## To be done
Reproduce word for word the lines of the material below, starting with the line that contains "point: meadow -- drop" and going on through the line that contains "column 357, row 116", with both of those lines included. Copy nothing outside that span.
* BEGIN Record set *
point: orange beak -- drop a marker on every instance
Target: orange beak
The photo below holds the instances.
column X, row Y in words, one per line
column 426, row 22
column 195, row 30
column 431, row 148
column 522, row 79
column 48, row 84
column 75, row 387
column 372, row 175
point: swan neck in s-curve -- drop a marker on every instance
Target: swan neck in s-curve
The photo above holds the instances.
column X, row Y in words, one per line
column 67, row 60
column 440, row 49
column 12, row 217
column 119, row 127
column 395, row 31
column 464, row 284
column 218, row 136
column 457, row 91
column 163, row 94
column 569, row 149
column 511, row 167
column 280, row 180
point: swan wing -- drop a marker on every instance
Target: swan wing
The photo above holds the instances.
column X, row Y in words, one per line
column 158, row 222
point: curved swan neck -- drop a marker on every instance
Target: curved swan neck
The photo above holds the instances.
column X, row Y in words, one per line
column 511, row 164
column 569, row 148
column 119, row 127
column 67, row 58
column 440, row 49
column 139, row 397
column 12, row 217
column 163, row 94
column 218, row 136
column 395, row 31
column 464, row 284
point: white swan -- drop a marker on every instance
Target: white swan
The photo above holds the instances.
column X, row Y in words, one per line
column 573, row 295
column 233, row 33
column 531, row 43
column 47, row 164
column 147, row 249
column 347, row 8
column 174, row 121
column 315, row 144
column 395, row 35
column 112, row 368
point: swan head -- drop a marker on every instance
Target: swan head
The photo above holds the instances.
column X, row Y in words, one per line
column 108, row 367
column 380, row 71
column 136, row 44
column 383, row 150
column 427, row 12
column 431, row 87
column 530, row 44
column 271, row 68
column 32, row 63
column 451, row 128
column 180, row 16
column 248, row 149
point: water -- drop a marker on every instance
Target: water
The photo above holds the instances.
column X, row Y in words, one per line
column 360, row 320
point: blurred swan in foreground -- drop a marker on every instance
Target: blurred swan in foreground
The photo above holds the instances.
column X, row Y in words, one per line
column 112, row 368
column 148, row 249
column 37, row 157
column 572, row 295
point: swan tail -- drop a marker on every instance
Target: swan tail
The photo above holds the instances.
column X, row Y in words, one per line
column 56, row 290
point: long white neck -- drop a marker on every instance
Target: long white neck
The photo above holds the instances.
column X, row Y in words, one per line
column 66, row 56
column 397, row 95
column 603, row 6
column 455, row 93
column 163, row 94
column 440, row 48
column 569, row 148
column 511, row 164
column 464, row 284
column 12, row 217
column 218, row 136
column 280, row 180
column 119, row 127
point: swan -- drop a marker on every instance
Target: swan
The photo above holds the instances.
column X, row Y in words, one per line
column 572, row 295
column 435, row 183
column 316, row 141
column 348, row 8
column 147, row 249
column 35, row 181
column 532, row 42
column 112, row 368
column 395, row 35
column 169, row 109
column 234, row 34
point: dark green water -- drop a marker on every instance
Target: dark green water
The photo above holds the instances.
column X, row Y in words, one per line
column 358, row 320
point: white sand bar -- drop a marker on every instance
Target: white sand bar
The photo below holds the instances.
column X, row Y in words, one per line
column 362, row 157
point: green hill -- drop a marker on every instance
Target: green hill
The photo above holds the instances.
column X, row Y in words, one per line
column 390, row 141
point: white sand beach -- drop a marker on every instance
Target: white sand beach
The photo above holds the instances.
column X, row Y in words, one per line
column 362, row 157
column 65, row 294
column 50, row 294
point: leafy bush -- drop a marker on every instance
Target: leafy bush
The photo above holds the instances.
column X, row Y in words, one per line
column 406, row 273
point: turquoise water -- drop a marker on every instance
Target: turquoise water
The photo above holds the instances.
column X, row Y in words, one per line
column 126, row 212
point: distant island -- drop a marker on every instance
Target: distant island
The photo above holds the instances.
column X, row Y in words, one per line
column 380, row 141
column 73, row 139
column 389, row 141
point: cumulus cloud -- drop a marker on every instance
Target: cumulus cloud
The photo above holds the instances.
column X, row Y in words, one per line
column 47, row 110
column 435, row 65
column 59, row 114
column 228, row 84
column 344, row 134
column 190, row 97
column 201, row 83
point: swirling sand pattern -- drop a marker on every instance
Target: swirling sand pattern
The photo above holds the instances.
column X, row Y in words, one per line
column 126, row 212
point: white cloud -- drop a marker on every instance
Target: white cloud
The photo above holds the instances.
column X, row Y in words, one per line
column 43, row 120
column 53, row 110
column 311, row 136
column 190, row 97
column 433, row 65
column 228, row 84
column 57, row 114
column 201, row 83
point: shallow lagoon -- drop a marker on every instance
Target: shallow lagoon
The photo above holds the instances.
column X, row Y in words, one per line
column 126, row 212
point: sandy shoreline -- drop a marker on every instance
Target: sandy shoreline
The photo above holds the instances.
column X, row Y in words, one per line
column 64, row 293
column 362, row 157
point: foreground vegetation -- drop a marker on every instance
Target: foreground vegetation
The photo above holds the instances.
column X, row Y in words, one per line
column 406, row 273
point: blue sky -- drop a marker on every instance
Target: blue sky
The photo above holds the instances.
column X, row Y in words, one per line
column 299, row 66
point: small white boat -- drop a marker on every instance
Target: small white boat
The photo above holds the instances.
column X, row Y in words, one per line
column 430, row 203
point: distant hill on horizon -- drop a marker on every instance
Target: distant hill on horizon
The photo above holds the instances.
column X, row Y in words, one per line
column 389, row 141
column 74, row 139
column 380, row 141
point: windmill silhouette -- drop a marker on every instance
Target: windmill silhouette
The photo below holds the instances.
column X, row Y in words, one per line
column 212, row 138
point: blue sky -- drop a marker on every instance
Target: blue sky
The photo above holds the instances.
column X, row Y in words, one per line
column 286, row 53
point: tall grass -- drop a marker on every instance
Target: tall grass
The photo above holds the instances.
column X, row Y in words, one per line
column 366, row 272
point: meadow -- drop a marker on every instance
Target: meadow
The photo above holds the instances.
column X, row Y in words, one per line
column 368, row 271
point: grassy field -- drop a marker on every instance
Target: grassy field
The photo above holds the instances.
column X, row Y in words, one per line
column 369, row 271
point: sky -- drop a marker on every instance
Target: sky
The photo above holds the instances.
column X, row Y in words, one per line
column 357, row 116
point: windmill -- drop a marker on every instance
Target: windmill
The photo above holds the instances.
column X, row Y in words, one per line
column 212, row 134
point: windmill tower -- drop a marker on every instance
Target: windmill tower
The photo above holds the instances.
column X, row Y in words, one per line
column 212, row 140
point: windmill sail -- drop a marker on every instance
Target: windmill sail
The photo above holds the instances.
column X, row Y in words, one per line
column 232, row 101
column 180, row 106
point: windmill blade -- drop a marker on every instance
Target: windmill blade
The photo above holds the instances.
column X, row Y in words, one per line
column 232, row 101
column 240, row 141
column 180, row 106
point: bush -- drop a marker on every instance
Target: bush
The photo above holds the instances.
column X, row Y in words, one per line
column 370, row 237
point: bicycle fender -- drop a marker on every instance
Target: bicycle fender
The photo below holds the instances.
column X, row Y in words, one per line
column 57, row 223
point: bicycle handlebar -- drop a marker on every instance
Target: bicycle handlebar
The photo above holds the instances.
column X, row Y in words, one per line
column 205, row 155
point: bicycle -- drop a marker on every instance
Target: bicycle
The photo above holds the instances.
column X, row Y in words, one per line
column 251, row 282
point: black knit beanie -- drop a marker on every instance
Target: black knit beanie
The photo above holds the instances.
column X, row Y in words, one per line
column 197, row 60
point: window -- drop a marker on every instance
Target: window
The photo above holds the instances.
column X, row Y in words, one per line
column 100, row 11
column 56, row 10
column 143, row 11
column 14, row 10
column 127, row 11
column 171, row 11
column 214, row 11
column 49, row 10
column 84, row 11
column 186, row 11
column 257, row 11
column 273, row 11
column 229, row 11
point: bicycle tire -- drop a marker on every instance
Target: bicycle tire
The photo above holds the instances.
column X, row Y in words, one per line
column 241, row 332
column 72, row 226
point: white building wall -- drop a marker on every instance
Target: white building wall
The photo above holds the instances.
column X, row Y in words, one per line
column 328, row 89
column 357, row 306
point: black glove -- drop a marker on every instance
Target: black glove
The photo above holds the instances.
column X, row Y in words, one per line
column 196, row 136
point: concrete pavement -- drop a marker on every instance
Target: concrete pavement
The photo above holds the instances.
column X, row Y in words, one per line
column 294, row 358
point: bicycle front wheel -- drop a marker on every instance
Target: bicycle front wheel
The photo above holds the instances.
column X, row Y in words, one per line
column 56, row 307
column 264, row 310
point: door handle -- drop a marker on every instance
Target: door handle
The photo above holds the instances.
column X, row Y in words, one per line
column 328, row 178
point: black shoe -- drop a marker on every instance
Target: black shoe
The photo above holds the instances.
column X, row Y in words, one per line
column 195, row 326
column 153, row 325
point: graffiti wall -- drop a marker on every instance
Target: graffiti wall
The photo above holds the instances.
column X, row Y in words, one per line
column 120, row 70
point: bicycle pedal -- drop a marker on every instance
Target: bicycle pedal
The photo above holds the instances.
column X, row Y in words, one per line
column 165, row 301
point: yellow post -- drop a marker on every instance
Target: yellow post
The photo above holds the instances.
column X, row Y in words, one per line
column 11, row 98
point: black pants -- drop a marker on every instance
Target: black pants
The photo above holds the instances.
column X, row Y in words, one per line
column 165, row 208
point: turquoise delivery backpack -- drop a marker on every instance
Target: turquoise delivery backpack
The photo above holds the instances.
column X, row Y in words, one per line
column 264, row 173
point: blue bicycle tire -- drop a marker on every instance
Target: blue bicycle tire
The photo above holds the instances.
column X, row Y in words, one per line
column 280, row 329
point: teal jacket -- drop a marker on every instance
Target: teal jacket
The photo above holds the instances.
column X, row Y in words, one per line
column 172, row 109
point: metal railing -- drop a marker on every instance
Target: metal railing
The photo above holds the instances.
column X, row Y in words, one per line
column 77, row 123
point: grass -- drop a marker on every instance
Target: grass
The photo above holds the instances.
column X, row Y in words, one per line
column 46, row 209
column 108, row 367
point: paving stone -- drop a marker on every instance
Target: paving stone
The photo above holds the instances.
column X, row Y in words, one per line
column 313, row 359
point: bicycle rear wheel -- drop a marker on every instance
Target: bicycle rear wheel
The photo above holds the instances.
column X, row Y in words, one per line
* END Record set *
## Solution to this exercise
point: meadow -- drop a marker on every instance
Target: meadow
The photo above holds the instances.
column X, row Y in words, one per line
column 368, row 271
point: grassy field -- drop a marker on every instance
Target: grassy field
The photo above holds the instances.
column X, row Y in words, one per line
column 369, row 271
point: sky -- drop a marker on every instance
Target: sky
The photo above holds the instances.
column X, row Y in words, one per line
column 357, row 116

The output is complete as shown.